--- START ---

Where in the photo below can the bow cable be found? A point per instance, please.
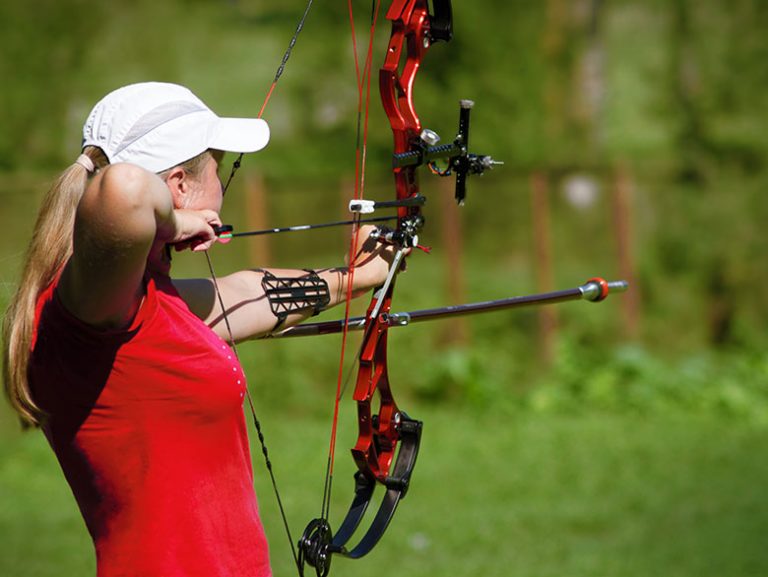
(235, 166)
(363, 109)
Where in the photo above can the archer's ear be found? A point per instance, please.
(177, 181)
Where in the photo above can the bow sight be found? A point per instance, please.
(427, 151)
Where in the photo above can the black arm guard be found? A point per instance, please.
(295, 294)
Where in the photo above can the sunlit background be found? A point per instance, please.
(624, 439)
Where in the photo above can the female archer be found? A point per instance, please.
(128, 372)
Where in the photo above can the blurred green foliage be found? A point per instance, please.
(669, 92)
(626, 454)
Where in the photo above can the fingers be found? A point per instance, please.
(195, 229)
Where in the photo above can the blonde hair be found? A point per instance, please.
(48, 252)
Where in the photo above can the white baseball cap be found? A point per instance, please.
(157, 125)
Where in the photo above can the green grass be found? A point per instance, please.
(493, 494)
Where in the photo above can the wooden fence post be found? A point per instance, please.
(542, 241)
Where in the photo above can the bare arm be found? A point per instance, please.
(125, 216)
(248, 310)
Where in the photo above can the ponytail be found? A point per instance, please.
(48, 252)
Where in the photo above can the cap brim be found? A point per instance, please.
(239, 135)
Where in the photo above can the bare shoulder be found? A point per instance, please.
(114, 231)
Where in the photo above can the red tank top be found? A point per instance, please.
(148, 427)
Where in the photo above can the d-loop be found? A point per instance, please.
(318, 544)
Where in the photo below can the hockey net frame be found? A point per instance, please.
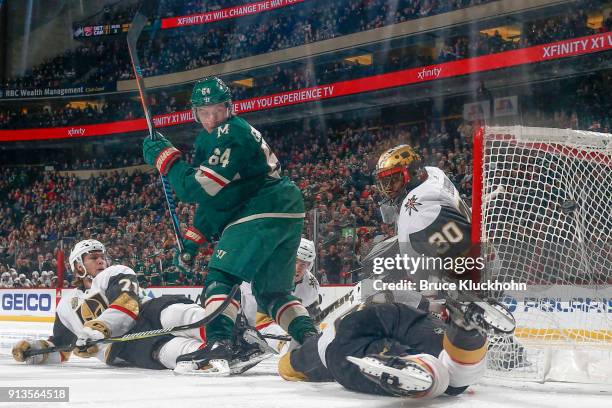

--- END ---

Work to be completed
Pictures are not part of the copy. Reproduce the lines from the one with "Where in the photo above can the wooden" through the end of the listing above.

Written answer
Where in the photo above can the wooden fence post be found? A point per instance, please.
(542, 241)
Where in the photo above can the bare arm be found? A point per instance, please.
(125, 216)
(248, 310)
Where in the photo above can the ponytail be found? A point per instance, please.
(48, 252)
Where in the photo above can the cap brim be found? A point per instance, please.
(239, 135)
Where in the photo above can the bare shoulder be found? A point per instance, please.
(114, 231)
Where in the photo above can the red tank top be found? A point per instance, please.
(148, 427)
Where in the photo above can the d-loop be found? A point per instance, please.
(318, 544)
Where in the photo below can the hockey net frame be found? A point per instance, please.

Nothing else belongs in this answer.